# [YOUR TASK]
From the first line onward, reproduce the records exactly; the final line to include is the one holding "Outline any dirt mound you see.".

# [DATA FOR THIS EXERCISE]
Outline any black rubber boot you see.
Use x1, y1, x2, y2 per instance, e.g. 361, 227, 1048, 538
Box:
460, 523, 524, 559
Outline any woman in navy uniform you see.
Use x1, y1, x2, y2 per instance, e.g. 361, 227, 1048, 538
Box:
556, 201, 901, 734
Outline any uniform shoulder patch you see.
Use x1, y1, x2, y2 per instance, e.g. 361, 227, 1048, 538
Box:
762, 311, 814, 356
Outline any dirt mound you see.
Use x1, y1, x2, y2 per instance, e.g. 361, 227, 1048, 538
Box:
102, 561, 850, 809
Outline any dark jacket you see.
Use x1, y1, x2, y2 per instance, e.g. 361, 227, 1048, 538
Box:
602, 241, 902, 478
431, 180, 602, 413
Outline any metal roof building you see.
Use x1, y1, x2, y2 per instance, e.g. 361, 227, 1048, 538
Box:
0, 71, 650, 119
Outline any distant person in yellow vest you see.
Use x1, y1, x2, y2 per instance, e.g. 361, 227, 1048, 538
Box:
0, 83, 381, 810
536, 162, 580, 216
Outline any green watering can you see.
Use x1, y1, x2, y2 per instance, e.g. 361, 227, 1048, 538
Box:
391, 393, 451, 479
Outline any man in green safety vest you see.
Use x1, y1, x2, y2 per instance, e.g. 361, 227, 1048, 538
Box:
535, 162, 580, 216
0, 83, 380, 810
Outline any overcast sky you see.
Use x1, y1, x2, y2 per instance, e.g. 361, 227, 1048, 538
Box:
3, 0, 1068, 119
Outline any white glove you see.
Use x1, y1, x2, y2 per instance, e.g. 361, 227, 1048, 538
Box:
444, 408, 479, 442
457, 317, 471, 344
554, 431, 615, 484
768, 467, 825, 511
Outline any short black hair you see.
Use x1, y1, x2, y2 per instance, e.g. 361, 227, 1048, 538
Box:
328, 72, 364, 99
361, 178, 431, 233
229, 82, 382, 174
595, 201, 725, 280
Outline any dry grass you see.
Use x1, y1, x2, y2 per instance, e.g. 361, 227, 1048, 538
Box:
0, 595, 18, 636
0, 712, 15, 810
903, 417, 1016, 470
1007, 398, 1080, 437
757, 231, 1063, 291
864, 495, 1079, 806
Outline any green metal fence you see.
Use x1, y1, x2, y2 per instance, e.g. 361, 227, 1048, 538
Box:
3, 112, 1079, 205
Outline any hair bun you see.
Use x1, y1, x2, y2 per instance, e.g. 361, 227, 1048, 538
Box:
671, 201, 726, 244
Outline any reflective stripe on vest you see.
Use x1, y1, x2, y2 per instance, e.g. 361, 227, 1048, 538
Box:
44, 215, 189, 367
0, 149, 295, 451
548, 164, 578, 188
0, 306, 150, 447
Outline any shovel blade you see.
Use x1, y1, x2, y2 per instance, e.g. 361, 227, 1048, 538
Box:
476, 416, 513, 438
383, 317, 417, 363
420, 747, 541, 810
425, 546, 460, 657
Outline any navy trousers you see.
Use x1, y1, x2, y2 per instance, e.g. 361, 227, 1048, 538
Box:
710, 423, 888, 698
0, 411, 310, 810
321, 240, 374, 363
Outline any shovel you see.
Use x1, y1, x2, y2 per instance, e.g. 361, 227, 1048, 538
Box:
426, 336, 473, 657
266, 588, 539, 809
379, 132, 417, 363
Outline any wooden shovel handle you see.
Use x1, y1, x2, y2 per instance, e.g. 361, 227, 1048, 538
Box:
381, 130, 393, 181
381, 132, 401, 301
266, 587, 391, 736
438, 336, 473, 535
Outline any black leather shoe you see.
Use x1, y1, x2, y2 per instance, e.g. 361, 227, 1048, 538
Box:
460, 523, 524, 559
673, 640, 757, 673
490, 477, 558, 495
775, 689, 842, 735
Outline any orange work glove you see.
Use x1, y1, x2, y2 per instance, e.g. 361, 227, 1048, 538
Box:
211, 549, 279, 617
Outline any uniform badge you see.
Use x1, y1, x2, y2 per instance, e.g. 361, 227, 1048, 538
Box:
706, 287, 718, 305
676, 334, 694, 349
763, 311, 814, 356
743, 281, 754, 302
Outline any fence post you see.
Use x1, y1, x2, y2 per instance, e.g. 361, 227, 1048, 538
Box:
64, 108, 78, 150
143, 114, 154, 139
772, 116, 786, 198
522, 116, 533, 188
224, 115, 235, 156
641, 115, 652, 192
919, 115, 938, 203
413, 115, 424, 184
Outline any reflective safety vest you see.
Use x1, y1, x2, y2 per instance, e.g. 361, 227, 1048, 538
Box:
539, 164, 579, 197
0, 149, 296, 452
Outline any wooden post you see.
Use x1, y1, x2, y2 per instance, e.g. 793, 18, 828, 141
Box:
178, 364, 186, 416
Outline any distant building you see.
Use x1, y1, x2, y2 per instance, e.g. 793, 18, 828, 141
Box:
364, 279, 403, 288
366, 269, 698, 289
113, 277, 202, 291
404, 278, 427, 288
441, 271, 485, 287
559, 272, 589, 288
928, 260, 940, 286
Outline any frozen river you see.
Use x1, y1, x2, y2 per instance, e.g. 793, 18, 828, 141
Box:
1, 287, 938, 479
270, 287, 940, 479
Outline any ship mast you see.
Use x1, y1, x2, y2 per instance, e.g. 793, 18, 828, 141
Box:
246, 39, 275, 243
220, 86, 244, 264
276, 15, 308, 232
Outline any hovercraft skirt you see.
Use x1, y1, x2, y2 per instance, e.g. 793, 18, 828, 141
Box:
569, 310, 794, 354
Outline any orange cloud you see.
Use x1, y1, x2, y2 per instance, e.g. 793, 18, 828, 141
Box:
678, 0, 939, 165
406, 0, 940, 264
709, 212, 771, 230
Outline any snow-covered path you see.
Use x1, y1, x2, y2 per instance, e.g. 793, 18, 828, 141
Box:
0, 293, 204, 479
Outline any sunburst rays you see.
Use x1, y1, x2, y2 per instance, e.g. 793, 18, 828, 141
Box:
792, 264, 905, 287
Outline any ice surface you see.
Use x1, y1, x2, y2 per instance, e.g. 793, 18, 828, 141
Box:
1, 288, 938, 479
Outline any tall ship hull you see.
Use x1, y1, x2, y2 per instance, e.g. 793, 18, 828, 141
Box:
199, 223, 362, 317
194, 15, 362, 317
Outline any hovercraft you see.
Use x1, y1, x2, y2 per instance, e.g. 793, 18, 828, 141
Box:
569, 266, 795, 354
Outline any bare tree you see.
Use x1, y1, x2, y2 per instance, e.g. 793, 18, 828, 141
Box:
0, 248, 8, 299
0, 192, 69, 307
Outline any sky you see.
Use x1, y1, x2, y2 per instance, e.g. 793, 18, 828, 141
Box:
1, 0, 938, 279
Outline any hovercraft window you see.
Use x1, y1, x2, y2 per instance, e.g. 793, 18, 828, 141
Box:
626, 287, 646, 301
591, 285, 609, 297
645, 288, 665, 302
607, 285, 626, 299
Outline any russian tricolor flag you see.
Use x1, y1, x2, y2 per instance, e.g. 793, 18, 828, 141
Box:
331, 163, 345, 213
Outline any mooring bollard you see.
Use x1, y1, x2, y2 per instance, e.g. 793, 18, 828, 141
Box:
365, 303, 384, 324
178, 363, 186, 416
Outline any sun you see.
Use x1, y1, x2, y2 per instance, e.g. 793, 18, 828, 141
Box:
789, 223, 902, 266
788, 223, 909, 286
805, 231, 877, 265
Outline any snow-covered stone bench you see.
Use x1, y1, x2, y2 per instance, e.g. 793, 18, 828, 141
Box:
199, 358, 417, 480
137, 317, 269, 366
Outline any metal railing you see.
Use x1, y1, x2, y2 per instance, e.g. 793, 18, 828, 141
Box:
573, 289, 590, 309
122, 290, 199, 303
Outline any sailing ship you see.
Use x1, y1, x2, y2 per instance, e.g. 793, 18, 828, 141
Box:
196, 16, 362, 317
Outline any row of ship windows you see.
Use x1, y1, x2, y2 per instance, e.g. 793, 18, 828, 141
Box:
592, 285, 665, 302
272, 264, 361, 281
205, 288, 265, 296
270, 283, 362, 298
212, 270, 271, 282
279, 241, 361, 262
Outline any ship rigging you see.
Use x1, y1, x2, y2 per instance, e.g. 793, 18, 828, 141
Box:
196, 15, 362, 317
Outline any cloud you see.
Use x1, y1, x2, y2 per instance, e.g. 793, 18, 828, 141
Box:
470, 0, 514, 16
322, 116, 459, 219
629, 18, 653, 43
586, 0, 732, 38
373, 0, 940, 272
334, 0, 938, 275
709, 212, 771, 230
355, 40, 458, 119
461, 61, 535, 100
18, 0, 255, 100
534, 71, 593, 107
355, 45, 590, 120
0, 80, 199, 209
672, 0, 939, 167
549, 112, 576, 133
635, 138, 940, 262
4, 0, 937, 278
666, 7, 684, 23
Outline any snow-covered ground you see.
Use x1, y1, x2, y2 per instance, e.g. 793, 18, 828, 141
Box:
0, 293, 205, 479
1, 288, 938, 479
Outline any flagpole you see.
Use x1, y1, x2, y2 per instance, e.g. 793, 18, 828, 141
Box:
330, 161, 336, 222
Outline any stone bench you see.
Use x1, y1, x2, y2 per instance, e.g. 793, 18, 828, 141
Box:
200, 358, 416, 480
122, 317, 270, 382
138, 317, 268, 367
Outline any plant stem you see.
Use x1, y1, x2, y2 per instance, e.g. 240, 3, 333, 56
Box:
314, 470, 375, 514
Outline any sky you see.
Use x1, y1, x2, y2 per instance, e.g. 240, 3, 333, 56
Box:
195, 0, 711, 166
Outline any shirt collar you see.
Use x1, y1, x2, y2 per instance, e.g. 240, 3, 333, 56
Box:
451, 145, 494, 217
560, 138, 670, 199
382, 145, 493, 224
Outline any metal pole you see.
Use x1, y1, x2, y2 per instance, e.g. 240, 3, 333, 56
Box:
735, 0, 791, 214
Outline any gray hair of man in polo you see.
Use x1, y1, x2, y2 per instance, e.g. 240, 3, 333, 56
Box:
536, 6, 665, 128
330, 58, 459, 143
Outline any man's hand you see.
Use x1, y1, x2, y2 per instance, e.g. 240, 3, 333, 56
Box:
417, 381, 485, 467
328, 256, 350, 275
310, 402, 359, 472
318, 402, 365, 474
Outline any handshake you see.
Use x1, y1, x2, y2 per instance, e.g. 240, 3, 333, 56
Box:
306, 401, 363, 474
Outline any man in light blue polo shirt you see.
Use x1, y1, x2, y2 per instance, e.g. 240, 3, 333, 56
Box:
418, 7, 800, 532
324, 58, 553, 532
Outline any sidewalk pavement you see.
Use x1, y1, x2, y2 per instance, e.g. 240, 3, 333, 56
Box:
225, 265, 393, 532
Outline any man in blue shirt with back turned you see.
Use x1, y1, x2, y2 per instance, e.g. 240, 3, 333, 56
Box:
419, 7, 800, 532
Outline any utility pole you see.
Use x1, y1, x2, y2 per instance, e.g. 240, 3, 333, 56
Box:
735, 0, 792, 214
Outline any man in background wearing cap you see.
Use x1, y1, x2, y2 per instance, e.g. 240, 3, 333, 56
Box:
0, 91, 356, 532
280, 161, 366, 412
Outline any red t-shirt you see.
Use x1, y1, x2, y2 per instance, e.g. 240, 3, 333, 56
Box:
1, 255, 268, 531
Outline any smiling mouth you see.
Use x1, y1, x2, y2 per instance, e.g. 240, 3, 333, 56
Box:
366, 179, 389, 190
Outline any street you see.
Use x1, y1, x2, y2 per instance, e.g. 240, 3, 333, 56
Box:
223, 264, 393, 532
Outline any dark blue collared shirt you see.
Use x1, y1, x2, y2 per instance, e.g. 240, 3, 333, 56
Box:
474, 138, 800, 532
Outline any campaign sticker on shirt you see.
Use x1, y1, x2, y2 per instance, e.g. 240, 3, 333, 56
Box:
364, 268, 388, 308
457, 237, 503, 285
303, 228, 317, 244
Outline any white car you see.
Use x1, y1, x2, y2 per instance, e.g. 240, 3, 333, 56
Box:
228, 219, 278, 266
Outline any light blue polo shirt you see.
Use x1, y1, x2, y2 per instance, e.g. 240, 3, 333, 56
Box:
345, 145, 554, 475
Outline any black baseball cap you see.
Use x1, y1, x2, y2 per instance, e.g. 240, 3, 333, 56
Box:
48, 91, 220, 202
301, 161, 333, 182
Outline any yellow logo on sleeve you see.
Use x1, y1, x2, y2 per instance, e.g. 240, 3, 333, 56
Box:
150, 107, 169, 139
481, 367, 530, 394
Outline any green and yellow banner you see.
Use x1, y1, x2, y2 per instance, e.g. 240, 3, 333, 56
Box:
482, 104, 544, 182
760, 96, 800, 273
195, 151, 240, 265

# [ANSWER TO THIS PROBLEM]
Outline any black rubber boot you see.
Use x1, y1, x2, y2 per instance, e.g. 361, 227, 1048, 538
Box:
460, 523, 524, 559
Outline any woman in navy uniform you see.
Use x1, y1, x2, y2 per instance, e.g. 361, 227, 1048, 538
Box:
556, 201, 901, 734
Outline any uniform shoulder patch you see.
Use x1, y1, x2, y2 per instance, e.g. 361, 227, 1048, 538
Box:
762, 311, 814, 356
Outline any dirt mound you see.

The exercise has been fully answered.